What you are asked to do:
After locating the line that contains "point: mudbrick wall", transcribe exactly that line and each one after it until the data ends, skipping pictures.

*** Opening of Entries shown ***

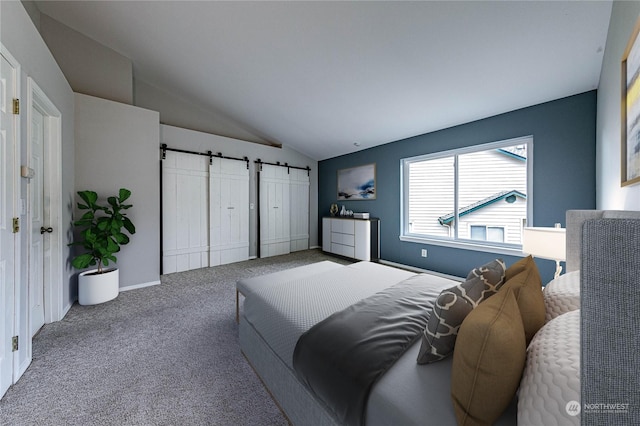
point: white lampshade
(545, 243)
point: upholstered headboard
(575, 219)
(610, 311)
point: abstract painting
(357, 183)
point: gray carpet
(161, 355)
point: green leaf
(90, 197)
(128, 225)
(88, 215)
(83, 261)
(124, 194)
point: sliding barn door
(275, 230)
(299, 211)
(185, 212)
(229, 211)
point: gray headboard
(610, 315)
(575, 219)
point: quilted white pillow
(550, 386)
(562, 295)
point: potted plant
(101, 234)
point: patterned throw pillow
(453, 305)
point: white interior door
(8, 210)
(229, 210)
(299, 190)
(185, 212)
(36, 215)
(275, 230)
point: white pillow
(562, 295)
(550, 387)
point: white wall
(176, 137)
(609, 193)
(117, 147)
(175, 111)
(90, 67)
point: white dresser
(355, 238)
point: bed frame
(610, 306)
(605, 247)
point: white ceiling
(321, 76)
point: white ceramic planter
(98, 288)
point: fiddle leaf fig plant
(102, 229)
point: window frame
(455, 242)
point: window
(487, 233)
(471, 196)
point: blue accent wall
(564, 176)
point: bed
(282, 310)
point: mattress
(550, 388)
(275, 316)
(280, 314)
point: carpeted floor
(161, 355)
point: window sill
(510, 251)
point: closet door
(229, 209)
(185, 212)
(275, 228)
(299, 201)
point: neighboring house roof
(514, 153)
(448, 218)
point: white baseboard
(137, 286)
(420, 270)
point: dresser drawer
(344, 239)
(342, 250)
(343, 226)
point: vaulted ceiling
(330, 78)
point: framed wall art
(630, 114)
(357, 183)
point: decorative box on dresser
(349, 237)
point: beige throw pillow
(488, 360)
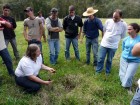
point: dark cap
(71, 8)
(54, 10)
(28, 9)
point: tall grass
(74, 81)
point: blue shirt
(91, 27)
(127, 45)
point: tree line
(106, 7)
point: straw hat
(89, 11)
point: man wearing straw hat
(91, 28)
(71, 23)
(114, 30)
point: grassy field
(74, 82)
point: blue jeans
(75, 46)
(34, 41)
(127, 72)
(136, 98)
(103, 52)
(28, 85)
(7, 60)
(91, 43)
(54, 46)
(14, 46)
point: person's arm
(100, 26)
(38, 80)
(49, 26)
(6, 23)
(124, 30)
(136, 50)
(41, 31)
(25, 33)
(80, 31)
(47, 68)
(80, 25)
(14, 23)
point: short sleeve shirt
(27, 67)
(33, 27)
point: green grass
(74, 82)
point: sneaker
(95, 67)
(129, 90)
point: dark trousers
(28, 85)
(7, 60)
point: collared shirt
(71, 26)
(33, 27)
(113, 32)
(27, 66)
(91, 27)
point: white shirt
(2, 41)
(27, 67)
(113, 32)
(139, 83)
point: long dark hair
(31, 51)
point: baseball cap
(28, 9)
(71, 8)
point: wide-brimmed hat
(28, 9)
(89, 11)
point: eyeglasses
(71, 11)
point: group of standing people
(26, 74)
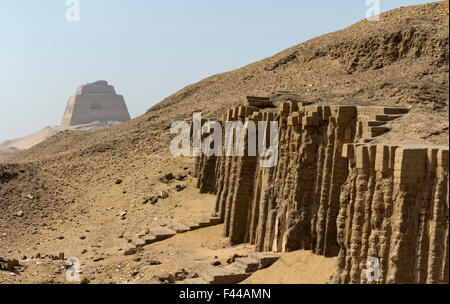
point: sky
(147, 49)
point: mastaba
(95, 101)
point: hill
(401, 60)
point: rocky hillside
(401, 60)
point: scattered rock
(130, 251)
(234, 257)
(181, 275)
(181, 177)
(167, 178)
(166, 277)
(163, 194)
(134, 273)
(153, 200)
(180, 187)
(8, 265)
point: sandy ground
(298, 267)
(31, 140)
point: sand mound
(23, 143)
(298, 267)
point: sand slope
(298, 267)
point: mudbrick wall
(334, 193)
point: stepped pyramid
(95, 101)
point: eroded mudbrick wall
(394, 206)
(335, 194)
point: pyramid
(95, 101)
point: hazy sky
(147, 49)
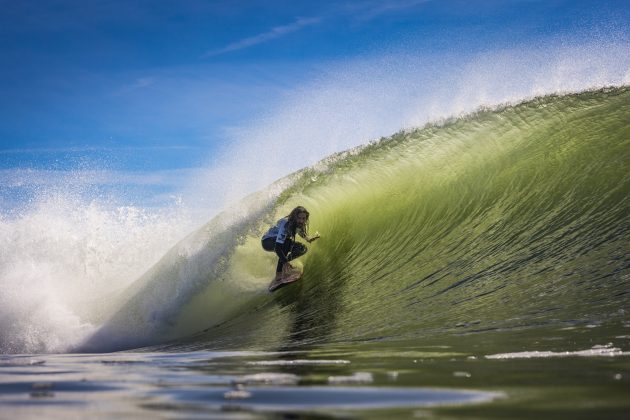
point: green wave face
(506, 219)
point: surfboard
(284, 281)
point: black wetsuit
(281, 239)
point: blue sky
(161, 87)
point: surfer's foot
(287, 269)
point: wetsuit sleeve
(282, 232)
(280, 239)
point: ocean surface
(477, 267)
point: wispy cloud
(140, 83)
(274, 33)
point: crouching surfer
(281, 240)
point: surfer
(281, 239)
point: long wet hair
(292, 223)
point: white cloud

*** Close of Entries shown ***

Your response:
point: mudbrick wall
(334, 193)
point: stepped pyramid
(95, 101)
point: eroded mudbrick wall
(394, 206)
(335, 194)
point: pyramid
(95, 101)
point: hazy sky
(147, 49)
point: green wave face
(506, 219)
point: surfboard
(284, 281)
point: black wetsuit
(281, 239)
point: blue sky
(161, 87)
point: surfer's foot
(287, 269)
point: wetsuit sleeve
(282, 232)
(280, 239)
point: ocean surface
(477, 267)
point: wispy cloud
(140, 83)
(274, 33)
point: crouching surfer
(281, 240)
point: surfer
(281, 239)
point: long wet hair
(292, 223)
point: white cloud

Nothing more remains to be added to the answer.